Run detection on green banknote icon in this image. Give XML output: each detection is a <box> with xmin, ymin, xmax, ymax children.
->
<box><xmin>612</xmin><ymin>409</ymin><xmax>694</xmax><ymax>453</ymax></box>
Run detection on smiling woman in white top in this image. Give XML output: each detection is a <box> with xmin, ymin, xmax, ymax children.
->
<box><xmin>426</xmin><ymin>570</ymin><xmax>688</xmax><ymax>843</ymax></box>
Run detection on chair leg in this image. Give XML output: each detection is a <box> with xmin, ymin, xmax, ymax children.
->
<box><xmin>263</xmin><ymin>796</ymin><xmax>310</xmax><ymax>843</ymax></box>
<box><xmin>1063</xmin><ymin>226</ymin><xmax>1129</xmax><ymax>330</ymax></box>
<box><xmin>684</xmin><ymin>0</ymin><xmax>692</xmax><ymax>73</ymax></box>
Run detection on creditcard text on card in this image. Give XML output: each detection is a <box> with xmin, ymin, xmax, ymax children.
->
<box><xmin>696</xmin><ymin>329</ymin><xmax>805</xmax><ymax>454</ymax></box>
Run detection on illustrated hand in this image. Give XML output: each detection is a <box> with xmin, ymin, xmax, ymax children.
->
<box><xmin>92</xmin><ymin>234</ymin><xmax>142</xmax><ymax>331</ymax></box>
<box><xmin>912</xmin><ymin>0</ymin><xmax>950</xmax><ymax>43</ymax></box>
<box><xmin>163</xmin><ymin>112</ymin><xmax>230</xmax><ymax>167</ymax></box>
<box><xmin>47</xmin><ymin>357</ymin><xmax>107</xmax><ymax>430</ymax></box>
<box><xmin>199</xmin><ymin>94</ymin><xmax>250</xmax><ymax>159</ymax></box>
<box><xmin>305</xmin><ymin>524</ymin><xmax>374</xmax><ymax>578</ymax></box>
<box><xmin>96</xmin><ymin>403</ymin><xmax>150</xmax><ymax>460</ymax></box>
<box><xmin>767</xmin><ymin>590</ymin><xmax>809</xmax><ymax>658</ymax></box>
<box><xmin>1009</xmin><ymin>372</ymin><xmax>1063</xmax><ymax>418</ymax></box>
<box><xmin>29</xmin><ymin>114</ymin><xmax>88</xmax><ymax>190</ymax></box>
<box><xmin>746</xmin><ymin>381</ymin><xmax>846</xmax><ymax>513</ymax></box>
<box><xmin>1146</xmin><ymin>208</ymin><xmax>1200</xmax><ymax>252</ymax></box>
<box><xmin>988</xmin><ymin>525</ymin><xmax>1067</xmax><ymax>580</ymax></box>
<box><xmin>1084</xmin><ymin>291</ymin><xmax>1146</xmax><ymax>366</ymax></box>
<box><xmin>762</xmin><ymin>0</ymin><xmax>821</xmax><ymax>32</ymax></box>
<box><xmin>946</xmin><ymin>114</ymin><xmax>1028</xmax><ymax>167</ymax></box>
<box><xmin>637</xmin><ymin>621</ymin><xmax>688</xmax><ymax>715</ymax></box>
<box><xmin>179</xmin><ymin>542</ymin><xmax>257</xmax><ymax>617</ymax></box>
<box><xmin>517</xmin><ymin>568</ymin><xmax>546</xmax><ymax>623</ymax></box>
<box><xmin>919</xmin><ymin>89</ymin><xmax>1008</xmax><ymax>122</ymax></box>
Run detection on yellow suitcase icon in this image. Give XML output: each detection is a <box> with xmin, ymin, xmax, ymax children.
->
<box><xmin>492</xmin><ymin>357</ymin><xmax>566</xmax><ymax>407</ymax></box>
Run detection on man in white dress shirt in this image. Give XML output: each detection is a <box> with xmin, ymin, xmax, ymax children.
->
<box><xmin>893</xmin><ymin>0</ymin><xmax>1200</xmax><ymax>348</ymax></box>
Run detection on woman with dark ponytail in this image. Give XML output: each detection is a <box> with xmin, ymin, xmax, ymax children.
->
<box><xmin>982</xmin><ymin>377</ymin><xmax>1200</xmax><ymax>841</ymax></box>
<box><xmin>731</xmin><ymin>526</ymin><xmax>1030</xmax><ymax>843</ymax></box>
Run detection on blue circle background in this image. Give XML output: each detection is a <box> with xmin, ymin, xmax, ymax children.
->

§ **YOUR OBJECTIVE**
Copy the rows above word for word, with nothing changed or left out.

§ **FINISHED EXERCISE**
Run detection on green banknote icon in this image. Give XML output: each detection is a <box> with xmin, ymin, xmax, ymax children.
->
<box><xmin>612</xmin><ymin>409</ymin><xmax>694</xmax><ymax>453</ymax></box>
Run detection on smiling woman in white top in this image. Give XML output: each detection is a <box> with xmin, ymin, xmax, ymax children.
->
<box><xmin>426</xmin><ymin>570</ymin><xmax>688</xmax><ymax>843</ymax></box>
Run detection on chair leg in this image. Give XML output: each detection is a <box> with xmin, ymin, xmax, ymax children.
->
<box><xmin>263</xmin><ymin>796</ymin><xmax>310</xmax><ymax>843</ymax></box>
<box><xmin>1063</xmin><ymin>226</ymin><xmax>1129</xmax><ymax>330</ymax></box>
<box><xmin>684</xmin><ymin>0</ymin><xmax>692</xmax><ymax>73</ymax></box>
Run detection on creditcard text on card in this image. Give XML output: each detection is a <box> with xmin, ymin, xmax, ymax children.
->
<box><xmin>696</xmin><ymin>329</ymin><xmax>805</xmax><ymax>454</ymax></box>
Run detection on illustrated hand in this image. Give XML output: each detection is a <box> with xmin, ymin, xmax, ymax children.
->
<box><xmin>92</xmin><ymin>234</ymin><xmax>142</xmax><ymax>331</ymax></box>
<box><xmin>912</xmin><ymin>0</ymin><xmax>950</xmax><ymax>43</ymax></box>
<box><xmin>163</xmin><ymin>112</ymin><xmax>230</xmax><ymax>167</ymax></box>
<box><xmin>47</xmin><ymin>357</ymin><xmax>107</xmax><ymax>430</ymax></box>
<box><xmin>199</xmin><ymin>94</ymin><xmax>250</xmax><ymax>159</ymax></box>
<box><xmin>305</xmin><ymin>524</ymin><xmax>374</xmax><ymax>578</ymax></box>
<box><xmin>96</xmin><ymin>403</ymin><xmax>150</xmax><ymax>460</ymax></box>
<box><xmin>767</xmin><ymin>590</ymin><xmax>809</xmax><ymax>658</ymax></box>
<box><xmin>1009</xmin><ymin>372</ymin><xmax>1063</xmax><ymax>418</ymax></box>
<box><xmin>29</xmin><ymin>114</ymin><xmax>88</xmax><ymax>190</ymax></box>
<box><xmin>746</xmin><ymin>381</ymin><xmax>846</xmax><ymax>513</ymax></box>
<box><xmin>1146</xmin><ymin>208</ymin><xmax>1200</xmax><ymax>252</ymax></box>
<box><xmin>988</xmin><ymin>525</ymin><xmax>1067</xmax><ymax>580</ymax></box>
<box><xmin>1084</xmin><ymin>291</ymin><xmax>1146</xmax><ymax>366</ymax></box>
<box><xmin>762</xmin><ymin>0</ymin><xmax>821</xmax><ymax>32</ymax></box>
<box><xmin>946</xmin><ymin>114</ymin><xmax>1028</xmax><ymax>167</ymax></box>
<box><xmin>637</xmin><ymin>621</ymin><xmax>688</xmax><ymax>715</ymax></box>
<box><xmin>179</xmin><ymin>542</ymin><xmax>257</xmax><ymax>617</ymax></box>
<box><xmin>517</xmin><ymin>568</ymin><xmax>546</xmax><ymax>623</ymax></box>
<box><xmin>919</xmin><ymin>89</ymin><xmax>1008</xmax><ymax>122</ymax></box>
Run detection on yellow suitcase icon in this image. Give XML output: each detection is a <box> with xmin, ymin, xmax, ymax children.
->
<box><xmin>492</xmin><ymin>357</ymin><xmax>566</xmax><ymax>407</ymax></box>
Run detection on man in white dress shirt in this image. Give XML output: each detection is a <box> with xmin, ymin, xmax, ymax children.
->
<box><xmin>893</xmin><ymin>0</ymin><xmax>1200</xmax><ymax>348</ymax></box>
Run detection on woman with dark ponytail in this image. Give XML output: each detection is a <box> with xmin, ymin, xmax, ymax children.
->
<box><xmin>982</xmin><ymin>377</ymin><xmax>1200</xmax><ymax>841</ymax></box>
<box><xmin>731</xmin><ymin>526</ymin><xmax>1030</xmax><ymax>843</ymax></box>
Run detection on blue circle background in this image. Give XML output: each detection is a <box> with xmin, ymin, xmax, ymax children.
->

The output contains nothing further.